- Location annotation dataset excerpts -
** begin **

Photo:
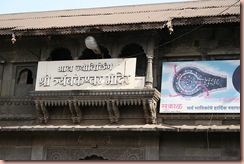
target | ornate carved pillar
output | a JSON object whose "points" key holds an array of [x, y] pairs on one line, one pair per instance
{"points": [[150, 54]]}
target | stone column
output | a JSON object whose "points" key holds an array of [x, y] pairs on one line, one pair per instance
{"points": [[150, 54]]}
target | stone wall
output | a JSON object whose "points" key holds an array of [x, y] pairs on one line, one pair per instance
{"points": [[200, 146]]}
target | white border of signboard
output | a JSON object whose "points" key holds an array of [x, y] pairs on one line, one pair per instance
{"points": [[87, 75]]}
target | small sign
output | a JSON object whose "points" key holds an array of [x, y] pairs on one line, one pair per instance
{"points": [[87, 75]]}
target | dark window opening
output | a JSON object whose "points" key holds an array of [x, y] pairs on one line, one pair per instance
{"points": [[89, 54], [60, 54], [25, 77], [136, 51], [93, 157]]}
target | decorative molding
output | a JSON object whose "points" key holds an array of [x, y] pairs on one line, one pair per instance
{"points": [[16, 101], [112, 99], [80, 153]]}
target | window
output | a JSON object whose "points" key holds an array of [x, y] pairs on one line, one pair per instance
{"points": [[60, 54], [136, 51]]}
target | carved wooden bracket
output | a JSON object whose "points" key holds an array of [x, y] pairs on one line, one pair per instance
{"points": [[112, 99]]}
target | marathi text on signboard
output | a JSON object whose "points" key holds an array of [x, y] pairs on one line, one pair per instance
{"points": [[87, 74], [200, 87]]}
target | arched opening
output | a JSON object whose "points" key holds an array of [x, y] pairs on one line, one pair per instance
{"points": [[89, 54], [136, 51], [25, 77], [60, 54]]}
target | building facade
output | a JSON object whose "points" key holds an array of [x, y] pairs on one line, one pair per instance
{"points": [[114, 123]]}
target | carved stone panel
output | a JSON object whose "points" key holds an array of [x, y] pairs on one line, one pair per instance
{"points": [[80, 153]]}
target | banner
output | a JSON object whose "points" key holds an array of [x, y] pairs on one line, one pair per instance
{"points": [[88, 75], [200, 87]]}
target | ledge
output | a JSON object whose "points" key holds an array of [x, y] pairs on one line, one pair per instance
{"points": [[112, 99]]}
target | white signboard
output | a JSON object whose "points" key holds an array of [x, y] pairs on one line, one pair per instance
{"points": [[87, 75]]}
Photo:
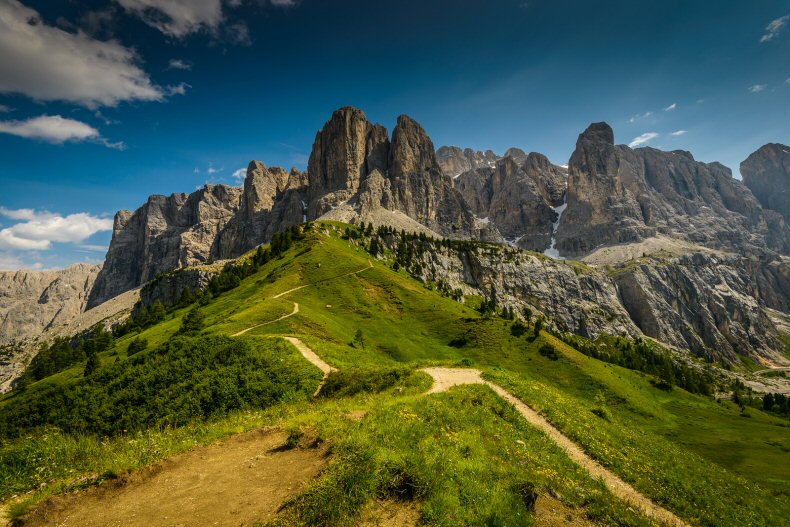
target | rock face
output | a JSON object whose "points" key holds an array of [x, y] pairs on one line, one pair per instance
{"points": [[618, 195], [166, 233], [710, 301], [702, 302], [767, 174], [353, 167], [454, 161], [32, 301], [518, 196]]}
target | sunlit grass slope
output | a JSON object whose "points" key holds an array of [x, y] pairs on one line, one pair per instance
{"points": [[469, 458]]}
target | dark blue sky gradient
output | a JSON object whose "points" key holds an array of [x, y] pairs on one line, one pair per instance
{"points": [[484, 74]]}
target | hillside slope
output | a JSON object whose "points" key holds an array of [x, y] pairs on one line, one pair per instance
{"points": [[464, 457]]}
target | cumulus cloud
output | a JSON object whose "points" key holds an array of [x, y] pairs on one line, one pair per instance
{"points": [[176, 18], [178, 64], [56, 129], [774, 28], [180, 89], [240, 174], [9, 262], [638, 116], [38, 230], [47, 63], [642, 139]]}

** end **

- TO DO -
Give an exact copy of the material, leaving out every picture.

- TASK RESPONSE -
Photo:
target | ornate carved pillar
output | a JSON object whose "points" key holds an array of [x, y] pairs on one line, one pair per instance
{"points": [[150, 54]]}
target | stone column
output | a JSON object whose "points" key holds an array of [x, y] pairs on one line, one pair per instance
{"points": [[150, 54]]}
target | stone wall
output | a JSON object whose "points" key holds an array of [x, y] pairs on one line, one pair per instance
{"points": [[200, 146]]}
target | white border of signboard
output | a JSON object whose "points" key holds an array of [x, y] pairs on one line, one pair per instance
{"points": [[87, 75]]}
target | small sign
output | a JSON object whose "points" key holds an array of [x, y] pairs on one line, one pair per instance
{"points": [[87, 75]]}
target | dark window opening
output | a JSON object whose "points" key holds an array of [x, y] pairs on one line, one pair per instance
{"points": [[89, 54], [60, 54], [25, 77], [136, 51], [93, 157]]}
target | decorative molding
output | a JSON object whose "points" key holds an array of [x, y] pairs on one line, one pair per instance
{"points": [[16, 101], [112, 99], [80, 153]]}
target | window
output | a JSON object whose "points" key holds an array of [x, y] pairs on one line, one pair per instance
{"points": [[60, 54], [136, 51]]}
target | carved wooden bracket
output | a JSON object whose "points" key holds an array of [x, y] pairs on one line, one pair per instance
{"points": [[112, 99]]}
target | marathi text on signboard
output | a JSON object whose "points" key holds an array of [x, y] pairs on one line, one pair per instance
{"points": [[87, 74], [200, 87]]}
target | arched opening
output | a JSON object whose "points" key holds an array of [x, y] pairs on one line, one pair per instance
{"points": [[89, 54], [136, 51], [25, 77], [60, 54]]}
target | building facade
output | a JSON object whose "points" key holds an array of [x, y] pairs on one line, one pair per instance
{"points": [[114, 123]]}
target | carved stone panel
output | a JSON object whose "points" key holds an array of [x, y] pairs on one line, one pair per instance
{"points": [[80, 153]]}
target | banner
output | a JSON object whose "points" key holds an array of [x, y] pairs on one line, one pair per instance
{"points": [[88, 75], [200, 87]]}
target | ledge
output | a JSON object whose "points" key holds an array of [x, y] pairs on one line, one pair per instance
{"points": [[112, 99]]}
target | white signboard
output | a JSON object whose "points" key holds an array of [x, y] pairs on one line, one pair per instance
{"points": [[87, 75]]}
Photo:
target | rock face
output | a JSON object whose "points" key holds an array of [x, y] pairs on one line, one pair per instance
{"points": [[618, 195], [166, 233], [710, 301], [702, 302], [767, 174], [353, 167], [454, 161], [32, 301], [518, 196]]}
target | sunlit grass slope
output | a JSON object whose "points" key holds an array of [x, y] pairs on one line, one pair per instance
{"points": [[469, 458]]}
target | dark blue sky gradient
output | a JSON object whose "points" key holds an array of [x, y] pairs on one line, one pair per instance
{"points": [[484, 74]]}
target | hillside slope
output | a JSON object whose "points" key holds an array of [x, y] pairs on one line, one pair per instance
{"points": [[464, 457]]}
target | cumulus cloud
output | a JSON object whose "points" key holds an array of [x, y] pairs on one line, one pair per instance
{"points": [[176, 18], [178, 64], [56, 129], [774, 28], [180, 89], [240, 174], [9, 262], [638, 116], [38, 230], [47, 63], [642, 139]]}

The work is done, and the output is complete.